* WHAT TO PRODUCE: For the material below, output exactly the span from the line with "Target: man's face" to the line with "Where can the stone", including both, and nothing besides.

* THE DATA:
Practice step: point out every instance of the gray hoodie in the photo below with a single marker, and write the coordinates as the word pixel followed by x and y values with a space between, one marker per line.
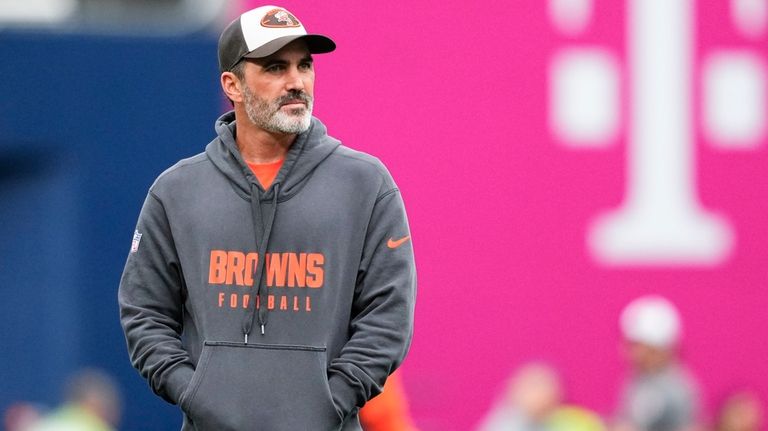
pixel 277 309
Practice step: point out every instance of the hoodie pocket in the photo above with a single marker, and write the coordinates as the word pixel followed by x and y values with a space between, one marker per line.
pixel 239 387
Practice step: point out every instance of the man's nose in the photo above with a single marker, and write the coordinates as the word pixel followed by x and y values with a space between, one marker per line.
pixel 295 81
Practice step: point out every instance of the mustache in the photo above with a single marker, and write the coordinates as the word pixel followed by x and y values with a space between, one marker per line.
pixel 292 97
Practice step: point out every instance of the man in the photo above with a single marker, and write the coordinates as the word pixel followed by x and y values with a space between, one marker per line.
pixel 659 395
pixel 270 283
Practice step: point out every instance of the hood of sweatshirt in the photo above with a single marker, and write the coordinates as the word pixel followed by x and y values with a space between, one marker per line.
pixel 306 153
pixel 308 150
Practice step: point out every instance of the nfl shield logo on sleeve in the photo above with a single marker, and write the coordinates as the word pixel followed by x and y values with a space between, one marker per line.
pixel 136 241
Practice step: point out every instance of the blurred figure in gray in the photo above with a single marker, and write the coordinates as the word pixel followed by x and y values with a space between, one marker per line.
pixel 741 412
pixel 92 404
pixel 660 394
pixel 533 402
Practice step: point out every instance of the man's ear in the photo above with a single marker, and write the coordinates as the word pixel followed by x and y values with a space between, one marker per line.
pixel 231 86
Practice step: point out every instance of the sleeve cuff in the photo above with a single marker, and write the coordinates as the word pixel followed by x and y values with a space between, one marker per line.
pixel 178 381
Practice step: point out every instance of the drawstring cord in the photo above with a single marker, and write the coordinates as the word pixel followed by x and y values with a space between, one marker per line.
pixel 263 243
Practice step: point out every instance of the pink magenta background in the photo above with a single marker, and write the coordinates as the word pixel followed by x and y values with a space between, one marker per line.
pixel 452 96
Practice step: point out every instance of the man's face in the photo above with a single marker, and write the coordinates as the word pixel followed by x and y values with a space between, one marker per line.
pixel 277 90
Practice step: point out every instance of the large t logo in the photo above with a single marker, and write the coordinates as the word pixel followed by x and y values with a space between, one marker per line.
pixel 661 220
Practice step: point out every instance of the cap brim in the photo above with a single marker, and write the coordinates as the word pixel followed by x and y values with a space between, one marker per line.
pixel 316 43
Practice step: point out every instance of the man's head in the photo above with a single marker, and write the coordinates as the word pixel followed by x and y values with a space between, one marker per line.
pixel 266 68
pixel 651 328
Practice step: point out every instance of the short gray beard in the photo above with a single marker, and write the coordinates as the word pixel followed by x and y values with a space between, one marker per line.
pixel 267 115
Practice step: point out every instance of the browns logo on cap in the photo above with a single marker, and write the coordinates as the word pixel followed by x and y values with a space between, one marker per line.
pixel 279 18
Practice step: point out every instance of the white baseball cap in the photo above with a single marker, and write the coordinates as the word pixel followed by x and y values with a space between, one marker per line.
pixel 263 31
pixel 651 320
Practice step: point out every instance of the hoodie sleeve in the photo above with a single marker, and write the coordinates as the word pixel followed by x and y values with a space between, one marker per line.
pixel 150 298
pixel 381 325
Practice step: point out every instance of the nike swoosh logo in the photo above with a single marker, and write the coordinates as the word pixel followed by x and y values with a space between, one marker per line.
pixel 397 243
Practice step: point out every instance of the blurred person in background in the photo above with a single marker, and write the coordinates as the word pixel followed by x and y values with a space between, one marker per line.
pixel 660 394
pixel 389 410
pixel 21 416
pixel 533 402
pixel 92 403
pixel 741 412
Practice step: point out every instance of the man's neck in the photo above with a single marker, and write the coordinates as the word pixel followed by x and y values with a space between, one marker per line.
pixel 259 146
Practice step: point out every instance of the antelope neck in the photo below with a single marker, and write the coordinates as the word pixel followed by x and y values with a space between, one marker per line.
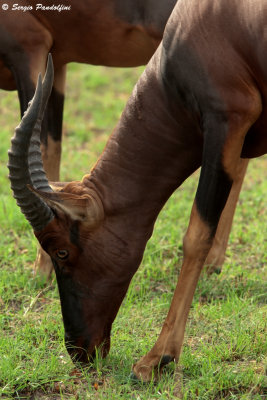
pixel 149 154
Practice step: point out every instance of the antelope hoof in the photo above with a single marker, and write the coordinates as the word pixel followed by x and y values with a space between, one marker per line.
pixel 146 371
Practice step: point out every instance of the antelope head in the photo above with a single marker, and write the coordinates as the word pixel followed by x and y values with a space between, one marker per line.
pixel 70 225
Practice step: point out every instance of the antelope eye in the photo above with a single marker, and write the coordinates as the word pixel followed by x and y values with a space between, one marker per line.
pixel 62 254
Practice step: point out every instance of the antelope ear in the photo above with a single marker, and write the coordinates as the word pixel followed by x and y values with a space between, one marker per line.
pixel 82 208
pixel 57 186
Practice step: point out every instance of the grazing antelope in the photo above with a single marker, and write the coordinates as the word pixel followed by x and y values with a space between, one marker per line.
pixel 107 32
pixel 201 101
pixel 110 32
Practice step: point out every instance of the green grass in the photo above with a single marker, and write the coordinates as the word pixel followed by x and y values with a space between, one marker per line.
pixel 224 353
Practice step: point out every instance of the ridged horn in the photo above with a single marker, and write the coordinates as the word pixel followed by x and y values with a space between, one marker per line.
pixel 25 163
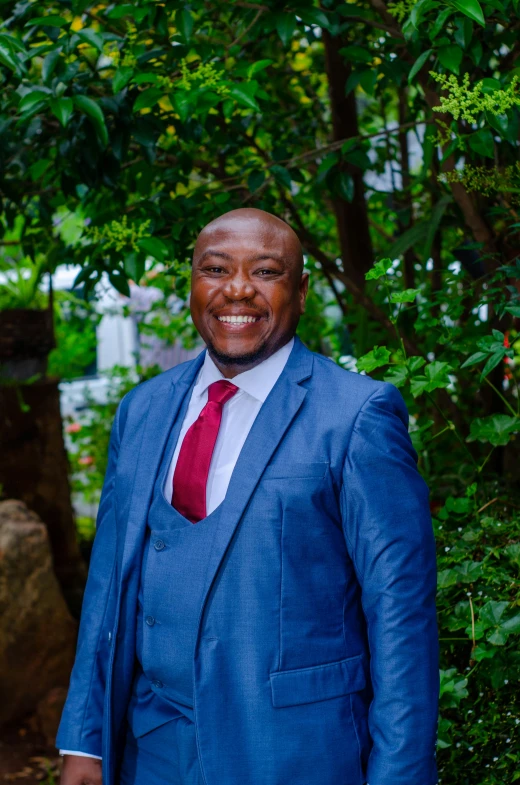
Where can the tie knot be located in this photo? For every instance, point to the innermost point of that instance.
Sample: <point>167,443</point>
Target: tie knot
<point>222,391</point>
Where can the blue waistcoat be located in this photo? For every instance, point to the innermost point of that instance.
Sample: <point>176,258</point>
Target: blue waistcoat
<point>173,571</point>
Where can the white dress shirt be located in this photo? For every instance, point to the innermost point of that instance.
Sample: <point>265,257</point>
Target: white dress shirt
<point>238,415</point>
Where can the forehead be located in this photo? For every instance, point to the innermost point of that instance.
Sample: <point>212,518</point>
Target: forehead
<point>250,237</point>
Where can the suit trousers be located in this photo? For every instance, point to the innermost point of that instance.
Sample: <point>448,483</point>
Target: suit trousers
<point>166,755</point>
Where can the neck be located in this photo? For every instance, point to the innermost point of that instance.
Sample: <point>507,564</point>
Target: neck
<point>230,366</point>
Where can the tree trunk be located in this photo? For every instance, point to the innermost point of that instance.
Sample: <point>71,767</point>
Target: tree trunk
<point>34,465</point>
<point>351,217</point>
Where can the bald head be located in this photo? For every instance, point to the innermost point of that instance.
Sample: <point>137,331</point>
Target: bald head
<point>265,230</point>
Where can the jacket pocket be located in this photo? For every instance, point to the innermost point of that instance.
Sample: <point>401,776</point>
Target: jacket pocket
<point>320,682</point>
<point>282,470</point>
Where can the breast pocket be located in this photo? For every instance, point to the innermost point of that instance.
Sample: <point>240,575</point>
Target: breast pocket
<point>284,470</point>
<point>317,683</point>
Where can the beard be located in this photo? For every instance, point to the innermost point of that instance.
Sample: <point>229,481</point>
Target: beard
<point>250,358</point>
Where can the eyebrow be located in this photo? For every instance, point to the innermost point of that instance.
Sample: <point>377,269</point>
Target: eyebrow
<point>258,258</point>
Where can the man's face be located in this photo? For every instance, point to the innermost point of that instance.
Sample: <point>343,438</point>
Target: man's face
<point>247,292</point>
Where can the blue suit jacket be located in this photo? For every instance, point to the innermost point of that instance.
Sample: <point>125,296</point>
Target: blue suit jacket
<point>316,658</point>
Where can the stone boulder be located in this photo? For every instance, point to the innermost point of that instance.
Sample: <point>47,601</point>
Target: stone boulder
<point>37,632</point>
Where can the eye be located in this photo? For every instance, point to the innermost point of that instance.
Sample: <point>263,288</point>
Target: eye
<point>214,269</point>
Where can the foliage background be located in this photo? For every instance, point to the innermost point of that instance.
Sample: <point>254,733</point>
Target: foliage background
<point>387,136</point>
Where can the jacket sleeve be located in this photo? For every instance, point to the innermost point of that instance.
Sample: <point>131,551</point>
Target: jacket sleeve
<point>82,717</point>
<point>389,535</point>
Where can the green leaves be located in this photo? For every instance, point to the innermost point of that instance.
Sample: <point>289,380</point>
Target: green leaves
<point>62,108</point>
<point>344,186</point>
<point>497,429</point>
<point>285,24</point>
<point>48,21</point>
<point>185,23</point>
<point>406,296</point>
<point>491,347</point>
<point>452,688</point>
<point>374,359</point>
<point>436,376</point>
<point>147,98</point>
<point>450,57</point>
<point>378,270</point>
<point>95,113</point>
<point>121,78</point>
<point>493,626</point>
<point>481,142</point>
<point>155,247</point>
<point>418,64</point>
<point>472,9</point>
<point>244,94</point>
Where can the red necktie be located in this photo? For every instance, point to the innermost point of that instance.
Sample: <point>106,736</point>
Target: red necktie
<point>192,469</point>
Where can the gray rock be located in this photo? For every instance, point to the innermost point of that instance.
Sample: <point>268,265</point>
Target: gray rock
<point>37,632</point>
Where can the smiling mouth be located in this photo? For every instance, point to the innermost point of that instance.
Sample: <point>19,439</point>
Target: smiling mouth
<point>238,319</point>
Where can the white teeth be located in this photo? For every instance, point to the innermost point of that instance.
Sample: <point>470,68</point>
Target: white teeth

* SOLUTION BELOW:
Target: man's face
<point>247,292</point>
Where can the blue suit jacket be located in this photo? For every instance, point to the innermost point of that instance.
Sample: <point>125,296</point>
Target: blue suit jacket
<point>316,658</point>
Where can the stone boulder be located in this photo? For every instance, point to the innermost point of that instance.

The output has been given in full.